TRY IT
Arrange every line of the entries below as a numbered list, leaving out any blank lines.

══ RECORDS SHOWN ══

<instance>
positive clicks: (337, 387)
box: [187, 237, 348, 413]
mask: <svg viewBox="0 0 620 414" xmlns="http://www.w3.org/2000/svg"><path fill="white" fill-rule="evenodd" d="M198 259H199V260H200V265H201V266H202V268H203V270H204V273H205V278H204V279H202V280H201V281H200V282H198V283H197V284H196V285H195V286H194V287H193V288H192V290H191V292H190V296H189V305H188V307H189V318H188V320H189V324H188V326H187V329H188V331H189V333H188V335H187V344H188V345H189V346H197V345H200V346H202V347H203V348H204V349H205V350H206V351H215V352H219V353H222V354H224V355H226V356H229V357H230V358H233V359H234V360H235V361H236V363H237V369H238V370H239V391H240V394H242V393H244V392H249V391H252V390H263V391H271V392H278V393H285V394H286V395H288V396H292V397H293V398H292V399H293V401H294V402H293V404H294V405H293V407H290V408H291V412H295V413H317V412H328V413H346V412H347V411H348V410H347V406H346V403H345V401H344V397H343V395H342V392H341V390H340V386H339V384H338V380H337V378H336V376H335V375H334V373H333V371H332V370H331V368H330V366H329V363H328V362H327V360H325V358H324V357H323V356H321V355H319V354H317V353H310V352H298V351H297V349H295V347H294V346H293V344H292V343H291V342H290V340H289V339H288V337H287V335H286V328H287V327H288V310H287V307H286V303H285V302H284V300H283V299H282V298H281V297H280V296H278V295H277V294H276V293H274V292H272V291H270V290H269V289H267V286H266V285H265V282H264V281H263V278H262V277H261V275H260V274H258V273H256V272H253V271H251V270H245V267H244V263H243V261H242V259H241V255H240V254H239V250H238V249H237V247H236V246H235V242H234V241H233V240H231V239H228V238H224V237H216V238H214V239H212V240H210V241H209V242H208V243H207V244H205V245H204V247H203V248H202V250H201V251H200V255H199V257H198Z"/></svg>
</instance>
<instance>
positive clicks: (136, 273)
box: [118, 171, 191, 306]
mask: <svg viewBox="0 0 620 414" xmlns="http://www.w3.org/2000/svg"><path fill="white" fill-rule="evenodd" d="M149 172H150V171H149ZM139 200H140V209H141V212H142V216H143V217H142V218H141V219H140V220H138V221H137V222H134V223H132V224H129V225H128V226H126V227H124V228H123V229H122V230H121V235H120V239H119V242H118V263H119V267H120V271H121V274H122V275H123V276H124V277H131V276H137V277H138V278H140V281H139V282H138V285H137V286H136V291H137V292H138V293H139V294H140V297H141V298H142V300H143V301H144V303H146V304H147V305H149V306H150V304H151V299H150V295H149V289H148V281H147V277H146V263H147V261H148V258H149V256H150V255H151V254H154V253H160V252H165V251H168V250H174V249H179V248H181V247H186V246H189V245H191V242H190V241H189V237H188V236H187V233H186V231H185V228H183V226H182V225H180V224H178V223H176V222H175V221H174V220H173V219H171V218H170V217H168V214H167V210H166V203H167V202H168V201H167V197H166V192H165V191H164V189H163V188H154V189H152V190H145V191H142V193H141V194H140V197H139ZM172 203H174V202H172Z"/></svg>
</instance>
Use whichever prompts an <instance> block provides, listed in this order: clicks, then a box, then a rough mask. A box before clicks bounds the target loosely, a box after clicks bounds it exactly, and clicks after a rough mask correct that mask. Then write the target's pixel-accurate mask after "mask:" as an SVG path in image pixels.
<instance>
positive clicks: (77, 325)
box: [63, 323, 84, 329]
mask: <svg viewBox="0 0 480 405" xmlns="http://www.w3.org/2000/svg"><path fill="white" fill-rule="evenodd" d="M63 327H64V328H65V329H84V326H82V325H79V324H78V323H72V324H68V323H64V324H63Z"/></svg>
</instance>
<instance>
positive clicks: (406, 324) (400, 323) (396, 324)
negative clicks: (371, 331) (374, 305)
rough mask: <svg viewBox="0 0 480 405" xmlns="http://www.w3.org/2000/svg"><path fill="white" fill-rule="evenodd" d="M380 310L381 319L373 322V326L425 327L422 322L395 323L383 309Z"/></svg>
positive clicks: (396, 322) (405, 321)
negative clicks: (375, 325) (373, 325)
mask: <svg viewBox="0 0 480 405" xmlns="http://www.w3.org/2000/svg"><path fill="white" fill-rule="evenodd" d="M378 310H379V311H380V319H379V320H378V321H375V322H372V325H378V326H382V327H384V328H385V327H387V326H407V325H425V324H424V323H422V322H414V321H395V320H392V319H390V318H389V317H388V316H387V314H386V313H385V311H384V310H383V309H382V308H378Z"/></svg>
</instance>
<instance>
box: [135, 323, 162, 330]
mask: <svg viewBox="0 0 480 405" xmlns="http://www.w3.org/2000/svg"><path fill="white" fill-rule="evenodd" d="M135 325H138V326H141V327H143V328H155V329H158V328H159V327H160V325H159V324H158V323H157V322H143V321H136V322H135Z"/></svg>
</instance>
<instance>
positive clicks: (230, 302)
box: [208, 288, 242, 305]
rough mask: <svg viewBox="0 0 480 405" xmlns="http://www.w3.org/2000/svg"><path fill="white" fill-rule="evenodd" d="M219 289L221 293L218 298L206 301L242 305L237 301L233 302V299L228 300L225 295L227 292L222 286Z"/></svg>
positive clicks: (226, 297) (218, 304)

═══

ANSWER TO THIS EXERCISE
1. <instance>
2. positive clicks: (337, 387)
3. box: [187, 237, 348, 413]
4. mask: <svg viewBox="0 0 620 414" xmlns="http://www.w3.org/2000/svg"><path fill="white" fill-rule="evenodd" d="M198 259H199V260H200V265H201V266H202V268H203V270H204V273H205V278H204V279H202V280H201V281H200V282H198V283H197V284H196V285H195V286H194V287H193V288H192V290H191V292H190V296H189V305H188V307H189V318H188V320H189V324H188V326H187V329H188V331H189V333H188V335H187V344H188V345H189V346H197V345H200V346H202V347H203V348H204V349H205V350H206V351H215V352H219V353H222V354H224V355H226V356H229V357H230V358H233V359H234V360H235V361H236V363H237V369H238V370H239V391H240V394H242V393H244V392H249V391H252V390H263V391H271V392H278V393H285V394H286V395H288V396H292V397H293V398H292V399H293V401H294V402H293V404H294V405H293V407H290V408H291V412H295V413H317V412H328V413H346V412H347V411H348V410H347V406H346V403H345V401H344V397H343V395H342V392H341V390H340V386H339V384H338V380H337V378H336V376H335V375H334V373H333V371H332V370H331V368H330V366H329V363H328V362H327V360H325V358H324V357H323V356H321V355H319V354H317V353H310V352H298V351H297V349H295V347H294V346H293V344H292V343H291V342H290V340H289V339H288V337H287V335H286V328H287V327H288V310H287V307H286V303H285V302H284V300H283V299H282V298H281V297H280V296H278V295H277V294H276V293H274V292H272V291H270V290H269V289H267V286H266V285H265V282H264V281H263V278H262V277H261V275H260V274H258V273H256V272H253V271H251V270H245V267H244V263H243V261H242V259H241V255H240V254H239V250H238V249H237V247H236V246H235V242H234V241H233V240H231V239H228V238H224V237H216V238H214V239H212V240H210V241H209V242H208V243H207V244H205V245H204V247H203V248H202V250H201V251H200V255H199V257H198Z"/></svg>
5. </instance>
6. <instance>
7. positive clicks: (136, 273)
8. box: [118, 171, 191, 306]
9. mask: <svg viewBox="0 0 620 414" xmlns="http://www.w3.org/2000/svg"><path fill="white" fill-rule="evenodd" d="M149 172H150V171H149ZM139 200H140V209H141V212H142V216H143V217H142V218H141V219H140V220H138V221H137V222H134V223H132V224H129V225H128V226H126V227H124V228H123V229H122V230H121V235H120V239H119V242H118V263H119V267H120V271H121V274H122V275H123V276H124V277H131V276H137V277H138V278H140V281H139V282H138V285H137V286H136V291H137V292H138V293H139V294H140V297H141V298H142V300H143V301H144V303H146V304H147V305H149V306H150V304H151V299H150V295H149V289H148V281H147V277H146V263H147V261H148V258H149V256H150V255H151V254H154V253H160V252H165V251H168V250H174V249H179V248H181V247H186V246H189V245H191V242H190V241H189V237H188V236H187V233H186V231H185V228H183V226H182V225H180V224H178V223H176V222H175V221H174V220H173V219H171V218H170V217H168V214H167V210H166V203H167V202H168V201H167V197H166V192H165V191H164V189H163V188H154V189H152V190H145V191H142V193H141V194H140V197H139ZM172 203H174V202H172Z"/></svg>
10. </instance>
11. Use whichever prompts an <instance> block provides, listed in this order: clicks, then a box, then a rough mask. A box before clicks bounds the target loosely, a box after clicks bounds it exactly, and clicks after a rough mask correct that mask. Then write the target's pixel-accurate mask after "mask:" as an SVG path in image pixels.
12. <instance>
13. positive clicks: (77, 325)
14. box: [63, 323, 84, 329]
15. mask: <svg viewBox="0 0 480 405" xmlns="http://www.w3.org/2000/svg"><path fill="white" fill-rule="evenodd" d="M63 327H64V328H65V329H84V326H82V325H79V324H78V323H72V324H68V323H64V324H63Z"/></svg>
16. </instance>
17. <instance>
18. positive clicks: (406, 324) (400, 323) (396, 324)
19. negative clicks: (371, 331) (374, 305)
20. rough mask: <svg viewBox="0 0 480 405" xmlns="http://www.w3.org/2000/svg"><path fill="white" fill-rule="evenodd" d="M380 310L381 319L373 322V326L425 327L422 322L395 323L383 309Z"/></svg>
21. positive clicks: (396, 322) (405, 321)
22. negative clicks: (375, 325) (373, 325)
23. mask: <svg viewBox="0 0 480 405" xmlns="http://www.w3.org/2000/svg"><path fill="white" fill-rule="evenodd" d="M378 310H379V311H380V319H379V320H378V321H375V322H372V325H378V326H382V327H384V328H385V327H387V326H407V325H425V324H424V323H422V322H414V321H395V320H392V319H390V318H389V317H388V316H387V314H386V313H385V311H384V310H383V309H382V308H378Z"/></svg>
24. </instance>
25. <instance>
26. box: [135, 323, 162, 330]
27. mask: <svg viewBox="0 0 480 405" xmlns="http://www.w3.org/2000/svg"><path fill="white" fill-rule="evenodd" d="M135 325H138V326H141V327H143V328H155V329H158V328H159V327H160V325H159V324H158V323H157V322H143V321H136V322H135Z"/></svg>
28. </instance>
29. <instance>
30. positive clicks: (230, 302)
31. box: [208, 288, 242, 305]
32. rough mask: <svg viewBox="0 0 480 405" xmlns="http://www.w3.org/2000/svg"><path fill="white" fill-rule="evenodd" d="M219 289L221 293L218 298L206 301L242 305L237 301L233 302V299L228 300L225 295L227 292L222 286Z"/></svg>
33. positive clicks: (226, 297) (218, 304)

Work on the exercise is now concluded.